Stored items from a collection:
+---+
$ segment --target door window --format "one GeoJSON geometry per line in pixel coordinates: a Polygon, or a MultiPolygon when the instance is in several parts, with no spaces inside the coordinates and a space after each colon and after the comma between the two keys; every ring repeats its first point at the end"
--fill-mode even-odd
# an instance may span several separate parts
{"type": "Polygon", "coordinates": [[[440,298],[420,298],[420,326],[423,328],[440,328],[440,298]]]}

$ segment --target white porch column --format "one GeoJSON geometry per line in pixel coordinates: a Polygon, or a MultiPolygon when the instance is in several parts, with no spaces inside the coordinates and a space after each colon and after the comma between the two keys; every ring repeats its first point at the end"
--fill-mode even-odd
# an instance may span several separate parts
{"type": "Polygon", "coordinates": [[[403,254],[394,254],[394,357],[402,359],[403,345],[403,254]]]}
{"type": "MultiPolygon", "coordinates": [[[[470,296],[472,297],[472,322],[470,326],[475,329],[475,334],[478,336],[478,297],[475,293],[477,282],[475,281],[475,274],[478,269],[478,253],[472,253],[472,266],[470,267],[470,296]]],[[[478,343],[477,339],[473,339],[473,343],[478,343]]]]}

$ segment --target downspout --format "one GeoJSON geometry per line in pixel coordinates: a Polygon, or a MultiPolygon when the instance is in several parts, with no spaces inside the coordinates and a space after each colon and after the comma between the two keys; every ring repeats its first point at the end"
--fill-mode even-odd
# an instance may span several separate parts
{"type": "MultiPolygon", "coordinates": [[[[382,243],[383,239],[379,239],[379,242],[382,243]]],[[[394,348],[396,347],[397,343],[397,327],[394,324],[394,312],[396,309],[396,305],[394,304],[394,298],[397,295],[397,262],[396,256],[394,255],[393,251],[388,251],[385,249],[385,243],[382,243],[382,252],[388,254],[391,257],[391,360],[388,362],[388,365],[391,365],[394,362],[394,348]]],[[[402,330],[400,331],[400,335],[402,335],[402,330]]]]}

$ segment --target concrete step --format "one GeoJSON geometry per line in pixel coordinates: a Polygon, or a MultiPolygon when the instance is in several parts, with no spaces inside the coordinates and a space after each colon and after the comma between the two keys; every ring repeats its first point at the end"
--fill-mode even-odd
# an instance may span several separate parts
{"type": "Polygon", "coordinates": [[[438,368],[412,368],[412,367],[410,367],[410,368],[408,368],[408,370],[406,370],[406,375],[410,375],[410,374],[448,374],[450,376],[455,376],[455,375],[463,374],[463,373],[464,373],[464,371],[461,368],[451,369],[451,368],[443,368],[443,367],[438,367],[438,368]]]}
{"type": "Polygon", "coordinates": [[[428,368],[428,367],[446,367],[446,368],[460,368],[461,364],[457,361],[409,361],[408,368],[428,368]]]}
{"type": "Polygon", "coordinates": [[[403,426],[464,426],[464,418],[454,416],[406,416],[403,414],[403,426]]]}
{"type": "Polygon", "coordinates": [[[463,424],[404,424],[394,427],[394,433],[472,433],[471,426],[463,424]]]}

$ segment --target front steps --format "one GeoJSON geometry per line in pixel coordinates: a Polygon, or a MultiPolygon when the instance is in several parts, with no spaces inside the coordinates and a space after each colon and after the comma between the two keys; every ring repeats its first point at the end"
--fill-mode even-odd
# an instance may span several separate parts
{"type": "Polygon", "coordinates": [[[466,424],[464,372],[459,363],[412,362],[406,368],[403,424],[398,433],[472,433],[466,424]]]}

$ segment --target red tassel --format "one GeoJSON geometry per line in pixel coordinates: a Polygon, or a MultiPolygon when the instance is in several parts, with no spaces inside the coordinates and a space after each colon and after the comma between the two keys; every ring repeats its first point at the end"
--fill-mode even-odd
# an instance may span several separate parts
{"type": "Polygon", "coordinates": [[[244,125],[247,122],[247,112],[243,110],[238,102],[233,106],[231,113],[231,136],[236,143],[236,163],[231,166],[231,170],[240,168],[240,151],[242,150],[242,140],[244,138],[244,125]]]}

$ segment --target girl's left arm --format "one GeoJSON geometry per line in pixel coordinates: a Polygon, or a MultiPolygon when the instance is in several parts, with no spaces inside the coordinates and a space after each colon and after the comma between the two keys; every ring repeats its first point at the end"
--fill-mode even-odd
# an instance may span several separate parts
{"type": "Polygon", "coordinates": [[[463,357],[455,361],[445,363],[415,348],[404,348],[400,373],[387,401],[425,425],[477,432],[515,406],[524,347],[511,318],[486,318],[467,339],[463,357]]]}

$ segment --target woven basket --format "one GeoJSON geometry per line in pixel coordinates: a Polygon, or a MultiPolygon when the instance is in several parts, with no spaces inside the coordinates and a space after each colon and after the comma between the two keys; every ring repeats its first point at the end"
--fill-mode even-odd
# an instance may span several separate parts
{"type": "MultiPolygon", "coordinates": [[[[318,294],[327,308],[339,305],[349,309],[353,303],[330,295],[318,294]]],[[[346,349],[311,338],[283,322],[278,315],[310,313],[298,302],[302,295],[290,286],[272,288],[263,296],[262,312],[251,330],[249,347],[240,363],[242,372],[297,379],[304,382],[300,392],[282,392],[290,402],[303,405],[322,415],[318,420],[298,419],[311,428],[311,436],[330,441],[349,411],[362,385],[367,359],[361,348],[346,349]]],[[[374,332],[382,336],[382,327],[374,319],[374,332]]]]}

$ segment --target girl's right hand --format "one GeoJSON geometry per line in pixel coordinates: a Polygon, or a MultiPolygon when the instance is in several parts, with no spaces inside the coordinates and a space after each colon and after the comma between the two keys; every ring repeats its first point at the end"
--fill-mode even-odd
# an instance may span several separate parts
+---+
Please write the entries out again exactly as they stand.

Response to the task:
$ segment --target door window --format "one GeoJSON geometry per line in pixel coordinates: a Polygon, or a MultiPolygon when the instance is in several parts, with no spaces inside the coordinates and a space after each colon and after the comma between the two keys; every ring repeats its first point at the end"
--fill-mode even-odd
# an instance may span several separate parts
{"type": "Polygon", "coordinates": [[[440,298],[420,298],[420,326],[423,328],[440,328],[440,298]]]}

$ segment --target white porch column --format "one GeoJSON geometry per line in pixel coordinates: a Polygon, or a MultiPolygon when the instance is in several parts, with no spaces inside the coordinates and a space after each colon and after the comma between the two keys; every ring repeats its first point at the end"
--fill-mode even-odd
# an instance may span several separate parts
{"type": "Polygon", "coordinates": [[[403,254],[394,254],[394,357],[402,359],[403,345],[403,254]]]}
{"type": "MultiPolygon", "coordinates": [[[[470,296],[472,297],[472,322],[470,326],[475,329],[475,334],[478,336],[478,297],[475,293],[477,282],[475,281],[475,274],[478,269],[478,253],[472,253],[472,266],[470,267],[470,296]]],[[[478,343],[477,339],[473,339],[473,343],[478,343]]]]}

$ segment --target downspout --format "one GeoJSON geometry per line in pixel coordinates: a Polygon, or a MultiPolygon when the instance is in several parts, with no spaces inside the coordinates and a space after each colon and after the comma between the two keys; every ring repeats its first point at the end"
--fill-mode even-odd
# an instance may span several separate parts
{"type": "MultiPolygon", "coordinates": [[[[382,243],[383,239],[379,239],[379,242],[382,243]]],[[[394,348],[396,347],[397,343],[397,327],[394,324],[394,312],[396,309],[396,305],[394,304],[394,298],[397,295],[397,262],[396,256],[394,255],[393,251],[388,251],[385,249],[385,243],[382,243],[382,252],[388,254],[391,257],[391,360],[388,362],[388,365],[391,365],[394,362],[394,348]]],[[[402,330],[400,331],[400,335],[402,335],[402,330]]]]}

$ segment --target concrete step --format "one GeoJSON geometry per line in pixel coordinates: a Polygon, or a MultiPolygon when the instance is in several parts, with no spaces inside the coordinates and a space after each colon and after the comma between the two keys; every ring repeats its first point at the end"
--fill-mode even-odd
# an instance may span several separate parts
{"type": "Polygon", "coordinates": [[[438,368],[412,368],[412,367],[410,367],[410,368],[408,368],[408,370],[406,370],[406,375],[410,375],[410,374],[448,374],[450,376],[455,376],[455,375],[463,374],[463,373],[464,373],[464,371],[461,368],[451,369],[451,368],[443,368],[443,367],[438,367],[438,368]]]}
{"type": "Polygon", "coordinates": [[[428,368],[428,367],[446,367],[446,368],[460,368],[461,364],[457,361],[409,361],[408,368],[428,368]]]}
{"type": "Polygon", "coordinates": [[[403,426],[464,426],[464,418],[454,416],[406,416],[403,414],[403,426]]]}
{"type": "Polygon", "coordinates": [[[463,424],[404,424],[394,427],[394,433],[472,433],[471,426],[463,424]]]}

$ segment --target front steps --format "one GeoJSON geometry per line in pixel coordinates: a Polygon, or a MultiPolygon when the instance is in several parts, with no spaces inside the coordinates and a space after each colon and after the comma between the two keys; every ring repeats its first point at the end"
--fill-mode even-odd
# an instance may span several separate parts
{"type": "Polygon", "coordinates": [[[466,424],[464,372],[459,363],[412,362],[406,368],[403,424],[398,433],[472,433],[466,424]]]}

$ segment --target red tassel --format "one GeoJSON geometry per line in pixel coordinates: a Polygon, or a MultiPolygon when the instance is in several parts, with no spaces inside the coordinates and a space after each colon and after the comma between the two keys; every ring repeats its first point at the end"
--fill-mode even-odd
# an instance may span several separate parts
{"type": "Polygon", "coordinates": [[[244,125],[247,122],[247,112],[243,110],[238,102],[233,106],[231,113],[231,136],[236,143],[236,163],[231,166],[231,170],[240,168],[240,151],[242,150],[242,140],[244,138],[244,125]]]}

$ segment --target girl's left arm --format "one GeoJSON geometry per line in pixel coordinates: a Polygon, or a MultiPolygon when the instance is in several parts, with no spaces inside the coordinates and a space after each colon and after the comma between the two keys; every ring repeats its first point at the end"
--fill-mode even-odd
# an instance may span several separate parts
{"type": "Polygon", "coordinates": [[[463,357],[455,361],[445,363],[415,348],[404,348],[400,373],[387,401],[425,425],[477,432],[515,406],[524,347],[511,318],[486,318],[467,339],[463,357]]]}

$ segment --target woven basket --format "one GeoJSON geometry per line in pixel coordinates: a Polygon, or a MultiPolygon when the instance is in several parts, with no spaces inside the coordinates and a space after each colon and after the comma between the two keys; every ring repeats its first point at the end"
--fill-mode even-odd
# an instance may span several separate parts
{"type": "MultiPolygon", "coordinates": [[[[318,294],[327,308],[339,305],[349,309],[353,303],[330,295],[318,294]]],[[[346,349],[311,338],[283,322],[278,315],[310,313],[298,302],[302,295],[290,286],[272,288],[263,296],[262,312],[251,330],[249,347],[240,363],[242,372],[297,379],[304,382],[300,392],[282,392],[290,402],[303,405],[322,415],[318,420],[298,419],[311,428],[311,436],[330,441],[349,411],[362,385],[367,359],[361,348],[346,349]]],[[[374,332],[382,336],[382,327],[374,319],[374,332]]]]}

$ segment --target girl's right hand --format "one GeoJSON geometry per line in pixel coordinates: a Polygon, or a MultiPolygon when the instance is in several parts, with no spaces inside the coordinates and a space after each colon and after the comma between the two keys; every ring repeats its first point at the end"
--fill-mode even-odd
# an instance may span several separate parts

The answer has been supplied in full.